Your instructions » Reproduce the following article about Gridpoint's Smart Charging software for electric vehicles word for word, from its first sentence to its last.

— BEGIN Text section —

Imagine directing traffic in Manhattan when the power is out, no one knows how to find the bridges or tunnels, and most of the drivers are speaking different languages. That scenario is similar to what smart grid company Gridpoint is up against in building software than will enable electric vehicles, charging equipment, utilities and grid operators to all get along.
Gridpoint is developing version 3 of its Smart Charging software (due to ship to customers in September) that will schedule and monitor vehicle charging while keeping track of the grid’s health. The software includes tools that enable utilities to understand how vehicles individually and in aggregate are impacting power demand. Utilities can compare recent vehicle demand on the grid with what would have happened with no control over vehicle charging to see how well their attempts at shifting the load are doing. The Smart Charging software also provides day-ahead demand projections based on previous charging data.
By connecting to the grid applications that control the power flow via the Open Automated Demand Response Communication Standards, Gridpoint can slow down or stop vehicle charging during times of peak demand.
Gridpoint has been busy lining up partnerships with many of the largest utilities during their ongoing EV trials, and this week added CabAire, eVco, Plug Smart Intelligent Energy Solutions and eTec as charging equipment partners. The eTec relationship encompasses more than 12,000 charging stations that are being set up in cities across the U.S., which are partially funded by the DOE.
Gridpoint’s John Clark says his company’s role in electric vehicle charging is to “make it invisible.” The company works with utilities to integrate vehicle charging into their existing IT infrastructure at a cost of often more than $1 million.

— END Text section —
— BEGIN Data entries —

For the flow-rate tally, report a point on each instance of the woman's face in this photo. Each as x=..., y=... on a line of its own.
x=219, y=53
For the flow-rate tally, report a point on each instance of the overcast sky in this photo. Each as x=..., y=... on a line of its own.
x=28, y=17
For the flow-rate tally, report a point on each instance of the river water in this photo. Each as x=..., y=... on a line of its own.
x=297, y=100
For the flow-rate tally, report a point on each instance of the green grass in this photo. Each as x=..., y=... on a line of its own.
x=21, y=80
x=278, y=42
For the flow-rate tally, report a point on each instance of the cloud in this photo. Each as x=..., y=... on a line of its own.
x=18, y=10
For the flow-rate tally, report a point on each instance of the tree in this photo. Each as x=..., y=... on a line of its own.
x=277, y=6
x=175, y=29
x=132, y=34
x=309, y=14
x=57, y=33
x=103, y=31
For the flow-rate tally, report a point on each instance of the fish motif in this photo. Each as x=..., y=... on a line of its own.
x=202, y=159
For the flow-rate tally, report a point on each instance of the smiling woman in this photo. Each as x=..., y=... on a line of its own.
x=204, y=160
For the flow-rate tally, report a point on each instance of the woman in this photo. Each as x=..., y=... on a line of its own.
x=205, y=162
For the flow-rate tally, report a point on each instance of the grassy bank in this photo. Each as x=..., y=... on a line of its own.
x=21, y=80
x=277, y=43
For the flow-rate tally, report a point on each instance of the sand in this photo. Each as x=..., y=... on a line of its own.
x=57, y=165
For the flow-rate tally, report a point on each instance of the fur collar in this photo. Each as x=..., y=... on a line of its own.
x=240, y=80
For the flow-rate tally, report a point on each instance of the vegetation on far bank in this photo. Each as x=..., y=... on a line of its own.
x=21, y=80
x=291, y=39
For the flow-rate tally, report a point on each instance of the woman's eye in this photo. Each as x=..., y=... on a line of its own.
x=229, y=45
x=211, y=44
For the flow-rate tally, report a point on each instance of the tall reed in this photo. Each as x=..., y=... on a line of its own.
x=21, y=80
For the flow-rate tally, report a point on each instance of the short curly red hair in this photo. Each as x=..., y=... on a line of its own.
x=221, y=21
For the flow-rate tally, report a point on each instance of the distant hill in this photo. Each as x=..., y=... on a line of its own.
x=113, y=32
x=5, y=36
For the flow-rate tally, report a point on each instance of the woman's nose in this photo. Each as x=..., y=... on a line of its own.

— END Data entries —

Solved exercise »
Imagine directing traffic in Manhattan when the power is out, no one knows how to find the bridges or tunnels, and most of the drivers are speaking different languages. That scenario is similar to what smart grid company Gridpoint is up against in building software than will enable electric vehicles, charging equipment, utilities and grid operators to all get along.
Gridpoint is developing version 3 of its Smart Charging software (due to ship to customers in September) that will schedule and monitor vehicle charging while keeping track of the grid’s health. The software includes tools that enable utilities to understand how vehicles individually and in aggregate are impacting power demand. Utilities can compare recent vehicle demand on the grid with what would have happened with no control over vehicle charging to see how well their attempts at shifting the load are doing. The Smart Charging software also provides day-ahead demand projections based on previous charging data.
By connecting to the grid applications that control the power flow via the Open Automated Demand Response Communication Standards, Gridpoint can slow down or stop vehicle charging during times of peak demand.
Gridpoint has been busy lining up partnerships with many of the largest utilities during their ongoing EV trials, and this week added CabAire, eVco, Plug Smart Intelligent Energy Solutions and eTec as charging equipment partners. The eTec relationship encompasses more than 12,000 charging stations that are being set up in cities across the U.S., which are partially funded by the DOE.
Gridpoint’s John Clark says his company’s role in electric vehicle charging is to “make it invisible.” The company works with utilities to integrate vehicle charging into their existing IT infrastructure at a cost of often more than $1 million.